▶ [Assignment]: Only the lines below from the one containing "Outline every cab window." to the one containing "Outline every lit headlight." should be repeated, both included and unchanged.

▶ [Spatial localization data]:
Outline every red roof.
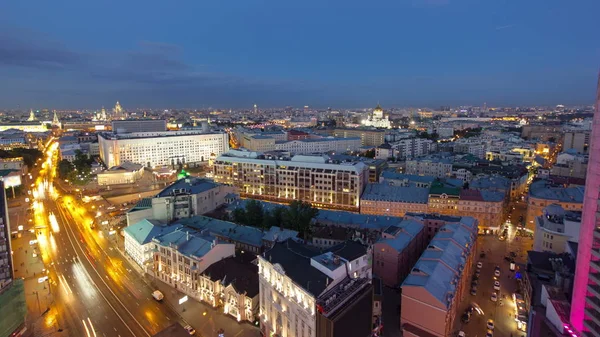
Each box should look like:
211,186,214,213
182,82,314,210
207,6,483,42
459,189,484,201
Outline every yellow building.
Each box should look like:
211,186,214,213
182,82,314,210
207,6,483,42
458,189,506,234
427,185,460,216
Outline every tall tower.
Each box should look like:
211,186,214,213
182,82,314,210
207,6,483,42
52,110,61,128
254,104,258,115
27,109,36,121
113,101,123,119
570,73,600,334
101,106,107,121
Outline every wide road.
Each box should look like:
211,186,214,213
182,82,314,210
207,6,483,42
31,141,180,337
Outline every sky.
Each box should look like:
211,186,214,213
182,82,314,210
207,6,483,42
0,0,599,109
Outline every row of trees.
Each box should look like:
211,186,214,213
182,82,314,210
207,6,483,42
230,200,319,240
0,148,43,168
57,150,95,185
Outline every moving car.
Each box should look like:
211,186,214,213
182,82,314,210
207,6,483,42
152,290,164,301
490,292,498,302
487,319,495,330
494,280,500,291
184,325,196,335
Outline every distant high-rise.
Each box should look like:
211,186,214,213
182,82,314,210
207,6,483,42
253,104,258,115
113,101,124,120
570,73,600,334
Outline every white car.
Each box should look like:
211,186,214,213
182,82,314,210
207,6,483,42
184,325,196,335
494,280,500,291
477,262,483,269
494,269,501,278
458,331,466,337
490,292,498,302
487,319,495,330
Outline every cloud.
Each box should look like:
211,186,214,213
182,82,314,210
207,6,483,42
495,24,516,30
0,29,81,70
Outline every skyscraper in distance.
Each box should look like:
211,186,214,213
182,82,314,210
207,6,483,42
570,72,600,334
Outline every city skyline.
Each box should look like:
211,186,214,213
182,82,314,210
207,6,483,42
1,0,599,109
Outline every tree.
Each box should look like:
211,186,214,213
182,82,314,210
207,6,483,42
283,201,319,240
58,159,74,179
262,206,286,231
231,208,247,224
244,199,264,228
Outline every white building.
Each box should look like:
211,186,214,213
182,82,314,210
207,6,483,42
377,138,436,160
125,177,233,226
258,239,373,337
111,119,167,134
533,204,581,254
151,177,234,223
405,156,453,178
97,161,144,186
362,104,392,129
123,220,175,270
152,227,236,297
274,137,361,154
98,130,229,168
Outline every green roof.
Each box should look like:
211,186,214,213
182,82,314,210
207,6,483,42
0,279,27,337
429,184,460,196
0,169,18,177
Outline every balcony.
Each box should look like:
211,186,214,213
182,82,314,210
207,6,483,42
592,261,600,273
591,273,600,286
587,307,600,328
584,316,600,337
587,296,600,313
594,228,600,240
589,284,600,298
593,248,600,260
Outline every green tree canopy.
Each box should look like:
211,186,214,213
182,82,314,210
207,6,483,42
283,200,319,240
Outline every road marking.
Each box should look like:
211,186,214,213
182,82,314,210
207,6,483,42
59,203,150,337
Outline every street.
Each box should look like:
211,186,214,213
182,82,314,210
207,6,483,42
14,141,260,337
454,223,533,337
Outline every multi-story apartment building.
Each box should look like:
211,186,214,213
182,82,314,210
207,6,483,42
404,213,478,242
401,221,477,337
274,137,361,155
405,156,452,178
213,151,369,211
98,130,229,168
258,239,373,337
151,227,236,297
563,130,590,154
111,119,167,134
198,253,259,323
126,177,233,226
379,171,435,188
453,138,486,159
333,128,385,147
570,76,600,335
427,184,460,216
375,138,436,160
373,220,427,288
457,189,506,233
124,221,180,270
360,183,429,218
526,180,584,231
532,204,581,254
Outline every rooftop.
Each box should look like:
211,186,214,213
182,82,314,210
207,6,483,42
361,183,429,204
201,252,259,297
156,177,220,198
123,219,174,245
263,239,331,297
128,198,153,213
326,240,369,261
176,216,264,248
529,180,585,203
152,227,217,259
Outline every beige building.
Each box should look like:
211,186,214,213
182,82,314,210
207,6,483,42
242,135,276,152
360,184,429,218
532,204,581,254
525,180,584,231
458,189,506,233
213,151,368,211
198,254,258,323
333,128,385,147
97,161,144,186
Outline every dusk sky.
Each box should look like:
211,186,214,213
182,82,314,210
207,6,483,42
1,0,599,109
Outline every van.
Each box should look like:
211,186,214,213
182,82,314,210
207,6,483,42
152,290,164,301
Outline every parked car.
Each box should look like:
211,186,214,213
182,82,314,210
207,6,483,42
461,312,471,323
184,325,196,335
490,292,498,302
494,280,500,291
477,262,483,269
486,330,493,337
487,319,495,330
471,288,477,296
494,269,501,278
458,331,466,337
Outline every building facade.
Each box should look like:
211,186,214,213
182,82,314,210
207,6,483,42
526,180,584,231
213,151,369,211
360,184,429,218
457,189,506,233
274,138,361,155
111,119,167,134
97,161,144,186
98,130,229,168
532,204,581,254
570,75,600,334
405,157,453,178
333,128,385,147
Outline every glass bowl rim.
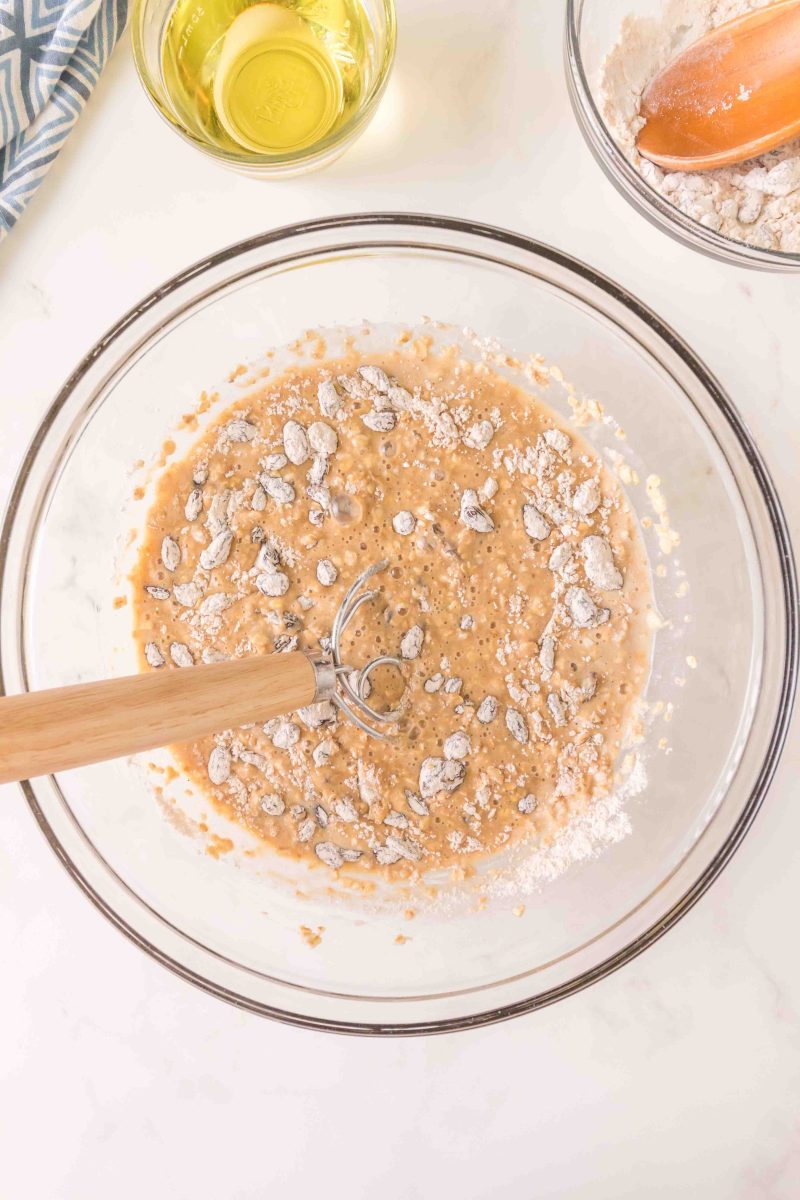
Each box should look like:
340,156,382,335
130,0,397,170
1,212,797,1034
563,0,800,273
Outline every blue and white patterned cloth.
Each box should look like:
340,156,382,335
0,0,128,240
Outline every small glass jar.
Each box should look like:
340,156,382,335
132,0,396,175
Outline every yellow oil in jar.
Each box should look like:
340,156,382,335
162,0,376,156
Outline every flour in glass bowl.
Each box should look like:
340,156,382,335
600,0,800,253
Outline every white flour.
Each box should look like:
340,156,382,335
476,753,648,902
600,0,800,254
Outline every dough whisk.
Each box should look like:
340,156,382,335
0,561,403,784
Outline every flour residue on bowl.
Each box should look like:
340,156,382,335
473,750,648,902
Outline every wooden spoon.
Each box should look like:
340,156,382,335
0,652,326,785
636,0,800,172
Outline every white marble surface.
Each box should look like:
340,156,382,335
1,2,799,1196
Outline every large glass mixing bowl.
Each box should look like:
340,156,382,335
1,215,796,1033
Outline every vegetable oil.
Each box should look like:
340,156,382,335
161,0,376,156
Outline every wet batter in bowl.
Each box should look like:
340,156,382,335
133,344,653,876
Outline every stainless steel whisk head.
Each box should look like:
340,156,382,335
328,560,404,740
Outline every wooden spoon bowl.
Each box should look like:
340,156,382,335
637,0,800,172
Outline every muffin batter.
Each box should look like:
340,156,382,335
133,345,653,877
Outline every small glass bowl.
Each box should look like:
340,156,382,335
564,0,800,272
132,0,396,175
1,216,796,1033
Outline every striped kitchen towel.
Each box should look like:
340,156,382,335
0,0,128,240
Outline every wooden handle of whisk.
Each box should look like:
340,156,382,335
0,652,323,785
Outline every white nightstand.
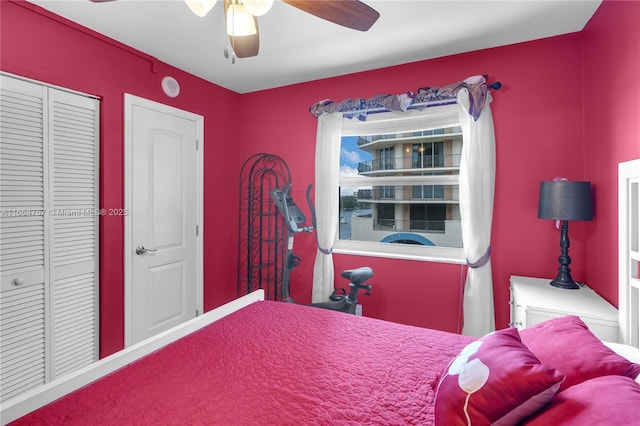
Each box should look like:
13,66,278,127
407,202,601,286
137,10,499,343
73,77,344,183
509,275,619,342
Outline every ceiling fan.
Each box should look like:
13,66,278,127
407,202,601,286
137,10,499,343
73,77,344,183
90,0,380,60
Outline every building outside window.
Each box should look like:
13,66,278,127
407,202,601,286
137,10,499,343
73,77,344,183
339,125,462,248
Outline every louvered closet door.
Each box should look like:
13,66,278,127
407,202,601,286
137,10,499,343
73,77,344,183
0,76,48,402
0,74,99,403
48,88,99,379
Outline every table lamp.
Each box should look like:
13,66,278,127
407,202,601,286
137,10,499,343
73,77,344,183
537,180,593,289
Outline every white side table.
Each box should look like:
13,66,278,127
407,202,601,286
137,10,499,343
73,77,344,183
509,275,619,342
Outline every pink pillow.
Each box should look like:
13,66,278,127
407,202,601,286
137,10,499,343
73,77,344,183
523,375,640,425
435,328,565,425
520,315,640,390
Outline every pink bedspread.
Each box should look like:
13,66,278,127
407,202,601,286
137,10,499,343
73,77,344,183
12,301,472,425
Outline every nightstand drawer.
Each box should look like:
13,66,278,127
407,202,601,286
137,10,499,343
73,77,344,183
524,306,619,342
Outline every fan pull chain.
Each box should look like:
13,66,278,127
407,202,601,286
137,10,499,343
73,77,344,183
224,44,236,64
223,27,235,63
224,44,235,63
224,0,236,64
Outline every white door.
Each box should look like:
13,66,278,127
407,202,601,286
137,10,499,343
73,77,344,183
124,95,203,346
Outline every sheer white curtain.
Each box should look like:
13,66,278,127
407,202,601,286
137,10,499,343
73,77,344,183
457,90,496,337
313,92,496,330
312,112,343,302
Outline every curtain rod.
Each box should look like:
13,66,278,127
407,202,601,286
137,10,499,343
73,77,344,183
362,82,502,116
309,77,501,121
356,99,456,116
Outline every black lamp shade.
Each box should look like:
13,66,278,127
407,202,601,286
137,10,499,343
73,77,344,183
538,181,592,221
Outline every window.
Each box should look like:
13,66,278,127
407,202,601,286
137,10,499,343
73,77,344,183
378,146,394,170
375,204,395,229
412,141,444,168
410,204,446,232
335,105,464,262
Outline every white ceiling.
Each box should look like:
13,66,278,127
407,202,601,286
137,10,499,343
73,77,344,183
29,0,602,94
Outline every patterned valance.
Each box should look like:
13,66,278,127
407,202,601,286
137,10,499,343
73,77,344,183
309,75,500,121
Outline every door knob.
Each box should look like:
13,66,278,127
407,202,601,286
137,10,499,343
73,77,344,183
136,246,158,255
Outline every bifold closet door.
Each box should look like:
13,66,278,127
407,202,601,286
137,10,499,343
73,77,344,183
0,74,99,403
0,76,49,402
48,87,99,379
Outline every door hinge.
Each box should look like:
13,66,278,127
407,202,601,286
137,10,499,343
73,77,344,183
196,225,199,236
196,139,199,150
196,309,199,316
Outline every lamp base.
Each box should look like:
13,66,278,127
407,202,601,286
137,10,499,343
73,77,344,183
549,278,580,290
548,219,581,290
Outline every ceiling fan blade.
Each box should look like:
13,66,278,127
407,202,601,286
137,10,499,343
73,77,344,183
224,0,260,58
283,0,379,31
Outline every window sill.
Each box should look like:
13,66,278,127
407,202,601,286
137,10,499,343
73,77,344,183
332,240,465,264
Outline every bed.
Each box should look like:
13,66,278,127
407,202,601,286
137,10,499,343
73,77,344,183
3,295,639,425
3,159,640,425
5,296,473,425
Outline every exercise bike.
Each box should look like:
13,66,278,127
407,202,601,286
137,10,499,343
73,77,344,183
270,183,373,314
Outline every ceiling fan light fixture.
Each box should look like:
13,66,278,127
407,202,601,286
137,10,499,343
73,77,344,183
226,3,257,36
184,0,218,17
242,0,274,16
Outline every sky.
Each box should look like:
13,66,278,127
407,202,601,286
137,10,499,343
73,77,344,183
339,136,371,196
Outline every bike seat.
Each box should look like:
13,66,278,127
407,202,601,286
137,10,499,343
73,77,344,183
341,267,373,285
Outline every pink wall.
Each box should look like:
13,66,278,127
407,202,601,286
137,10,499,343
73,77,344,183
2,0,636,355
582,0,640,305
1,1,242,357
239,34,589,331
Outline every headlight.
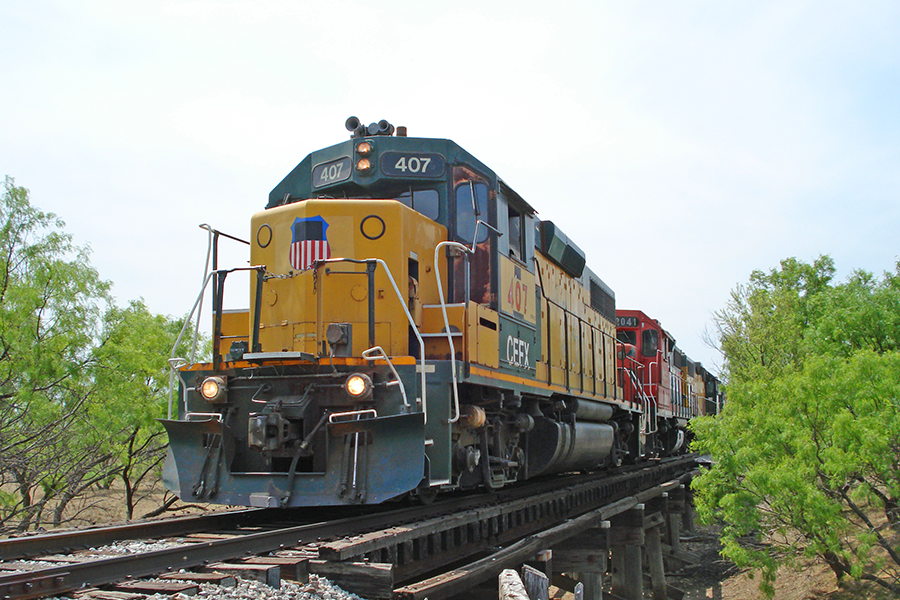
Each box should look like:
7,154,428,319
356,158,372,173
344,373,373,400
356,141,373,156
200,376,227,402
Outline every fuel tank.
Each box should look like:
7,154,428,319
525,417,615,477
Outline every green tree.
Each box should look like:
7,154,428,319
0,176,115,531
692,256,900,596
90,300,188,520
0,177,188,531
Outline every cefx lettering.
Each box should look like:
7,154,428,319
506,335,530,368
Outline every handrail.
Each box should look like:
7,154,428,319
644,349,660,410
328,409,378,423
617,350,658,435
185,412,224,422
167,265,265,419
362,346,411,414
630,368,658,435
317,257,428,422
167,358,188,420
431,220,502,425
167,224,252,420
434,241,472,424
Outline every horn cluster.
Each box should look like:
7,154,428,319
345,116,399,138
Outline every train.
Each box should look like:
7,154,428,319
161,117,722,508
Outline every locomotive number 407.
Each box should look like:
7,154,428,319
508,278,528,315
380,152,445,178
393,156,431,173
312,157,352,189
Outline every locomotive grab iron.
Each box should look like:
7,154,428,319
161,118,722,508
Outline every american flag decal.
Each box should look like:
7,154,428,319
289,216,331,271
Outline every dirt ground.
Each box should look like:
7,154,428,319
667,524,891,600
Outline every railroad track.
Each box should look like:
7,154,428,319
0,455,700,600
0,504,397,561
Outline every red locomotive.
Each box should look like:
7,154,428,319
616,310,722,457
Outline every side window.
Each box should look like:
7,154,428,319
641,329,659,357
507,204,523,261
455,181,489,244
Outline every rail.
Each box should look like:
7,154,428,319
0,456,700,600
0,509,270,562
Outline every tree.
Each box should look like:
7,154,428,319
692,256,900,596
89,300,188,520
0,177,190,531
0,176,114,531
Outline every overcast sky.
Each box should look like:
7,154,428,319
3,1,899,375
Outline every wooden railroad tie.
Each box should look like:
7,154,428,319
108,580,200,596
199,562,281,588
159,572,237,586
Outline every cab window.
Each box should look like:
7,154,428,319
641,329,659,357
395,189,439,220
507,204,523,261
451,170,493,306
454,181,489,244
617,330,637,346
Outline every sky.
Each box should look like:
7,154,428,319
2,0,899,376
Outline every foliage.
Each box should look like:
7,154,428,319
692,256,900,596
0,177,185,531
90,300,188,519
0,176,112,531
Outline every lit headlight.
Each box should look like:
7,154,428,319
344,373,373,400
356,141,373,156
356,158,372,173
200,376,227,402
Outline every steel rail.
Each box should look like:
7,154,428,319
0,507,415,600
0,509,266,561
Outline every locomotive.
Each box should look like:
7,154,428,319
161,117,721,508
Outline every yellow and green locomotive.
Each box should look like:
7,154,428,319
162,118,654,508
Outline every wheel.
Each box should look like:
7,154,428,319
413,487,439,505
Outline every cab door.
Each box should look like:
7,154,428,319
450,166,495,307
497,194,537,376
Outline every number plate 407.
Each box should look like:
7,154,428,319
381,152,445,178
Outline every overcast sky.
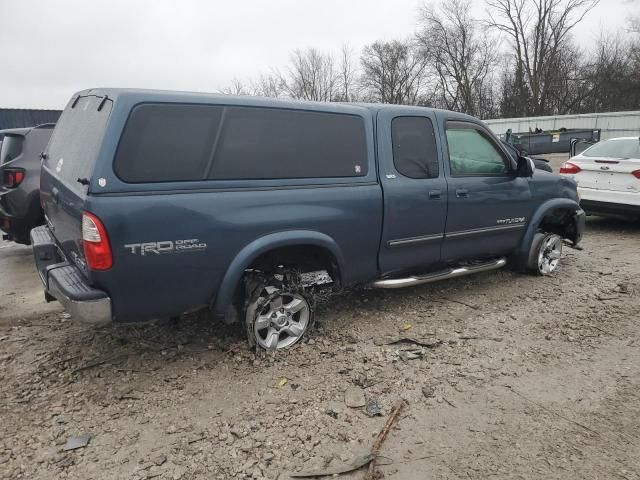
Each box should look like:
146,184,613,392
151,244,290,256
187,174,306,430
0,0,636,109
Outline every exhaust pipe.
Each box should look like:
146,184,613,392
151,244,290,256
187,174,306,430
370,257,507,289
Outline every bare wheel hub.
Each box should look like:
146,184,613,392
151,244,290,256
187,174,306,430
538,234,562,274
253,288,310,350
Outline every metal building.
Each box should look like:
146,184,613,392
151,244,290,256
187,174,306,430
484,111,640,141
0,108,61,132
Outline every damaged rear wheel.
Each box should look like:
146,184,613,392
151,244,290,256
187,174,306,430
245,278,313,350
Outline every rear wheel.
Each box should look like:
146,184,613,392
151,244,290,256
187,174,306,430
527,232,563,275
245,274,313,350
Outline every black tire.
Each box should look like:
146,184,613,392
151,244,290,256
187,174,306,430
526,232,563,275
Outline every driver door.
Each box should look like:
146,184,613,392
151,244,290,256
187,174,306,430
440,118,533,263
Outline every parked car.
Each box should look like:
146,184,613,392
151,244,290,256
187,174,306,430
0,124,54,244
31,89,584,349
500,139,553,173
561,137,640,220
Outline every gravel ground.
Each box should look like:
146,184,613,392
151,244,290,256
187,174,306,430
1,216,639,480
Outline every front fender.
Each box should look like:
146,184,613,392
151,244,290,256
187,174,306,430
212,230,345,315
515,198,582,260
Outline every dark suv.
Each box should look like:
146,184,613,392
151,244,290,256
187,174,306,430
31,89,584,349
0,124,54,244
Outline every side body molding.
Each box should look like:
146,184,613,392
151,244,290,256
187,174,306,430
212,230,346,315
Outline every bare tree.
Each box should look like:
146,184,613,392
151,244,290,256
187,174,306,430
580,33,640,112
336,44,358,102
486,0,599,116
222,78,251,96
251,73,284,98
278,48,338,101
417,0,499,117
360,39,429,104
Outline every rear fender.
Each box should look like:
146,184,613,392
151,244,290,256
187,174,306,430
212,230,345,315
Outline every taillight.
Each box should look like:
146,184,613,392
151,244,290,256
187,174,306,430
3,169,25,188
559,162,581,174
82,211,112,271
632,169,640,180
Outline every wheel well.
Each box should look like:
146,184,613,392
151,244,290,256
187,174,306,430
247,245,341,286
538,208,578,241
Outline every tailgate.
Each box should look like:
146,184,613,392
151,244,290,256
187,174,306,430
40,95,112,269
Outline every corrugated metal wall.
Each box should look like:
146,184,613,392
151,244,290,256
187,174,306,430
484,111,640,141
0,109,61,131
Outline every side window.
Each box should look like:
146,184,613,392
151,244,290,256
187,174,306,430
391,116,439,179
115,104,223,183
446,127,509,176
209,107,367,180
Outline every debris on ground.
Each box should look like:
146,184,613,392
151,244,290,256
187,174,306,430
366,399,406,479
63,434,91,451
344,386,366,408
374,335,442,348
366,398,383,417
422,385,436,398
289,453,375,478
399,349,424,361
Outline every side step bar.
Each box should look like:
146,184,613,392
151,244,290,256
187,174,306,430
370,257,507,289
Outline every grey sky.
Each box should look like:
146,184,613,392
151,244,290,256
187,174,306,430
0,0,635,109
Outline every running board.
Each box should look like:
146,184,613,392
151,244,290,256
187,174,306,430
370,257,507,289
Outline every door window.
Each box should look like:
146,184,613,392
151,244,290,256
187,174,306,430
446,127,509,176
391,116,439,179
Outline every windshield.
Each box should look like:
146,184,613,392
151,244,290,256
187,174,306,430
582,139,640,159
0,135,24,164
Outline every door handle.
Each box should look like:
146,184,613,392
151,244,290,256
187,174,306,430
455,189,469,198
51,187,59,205
429,189,442,199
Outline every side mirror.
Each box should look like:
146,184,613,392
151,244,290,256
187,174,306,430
516,156,534,177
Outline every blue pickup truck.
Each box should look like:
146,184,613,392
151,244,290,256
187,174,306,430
31,89,584,349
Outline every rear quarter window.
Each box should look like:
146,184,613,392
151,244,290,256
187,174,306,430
391,116,439,179
114,103,369,183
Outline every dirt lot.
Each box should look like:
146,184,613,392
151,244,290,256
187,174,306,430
1,215,639,480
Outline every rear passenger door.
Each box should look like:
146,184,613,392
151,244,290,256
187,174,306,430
378,109,447,275
439,119,532,263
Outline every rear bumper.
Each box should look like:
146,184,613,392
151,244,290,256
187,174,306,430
580,199,640,217
31,225,112,325
578,186,640,206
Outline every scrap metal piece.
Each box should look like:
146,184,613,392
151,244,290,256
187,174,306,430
63,434,91,451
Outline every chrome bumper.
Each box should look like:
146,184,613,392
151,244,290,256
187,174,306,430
31,225,112,326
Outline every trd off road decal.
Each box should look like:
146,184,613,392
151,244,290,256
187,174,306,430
496,217,526,225
125,239,207,256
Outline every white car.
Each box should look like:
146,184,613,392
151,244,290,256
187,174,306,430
560,137,640,220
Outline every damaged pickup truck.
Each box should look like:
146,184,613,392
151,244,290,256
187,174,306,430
31,89,584,349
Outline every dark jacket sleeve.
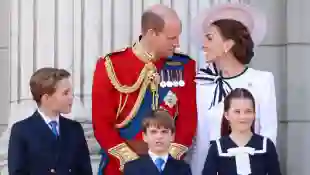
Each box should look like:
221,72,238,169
202,142,218,175
123,161,136,175
182,162,192,175
75,122,93,175
266,138,282,175
8,123,29,175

▶ [Worked solution]:
Outline every cab window.
Each box should look like:
7,154,428,319
641,329,659,357
395,189,439,220
507,204,523,261
451,170,493,306
454,181,489,244
617,330,637,346
Outline every sky.
Each box should look like:
7,154,428,319
2,0,899,376
Outline every foliage.
Each box should look like:
7,154,428,319
692,256,900,596
0,177,185,531
90,300,188,519
0,176,112,531
Outline every lit headlight.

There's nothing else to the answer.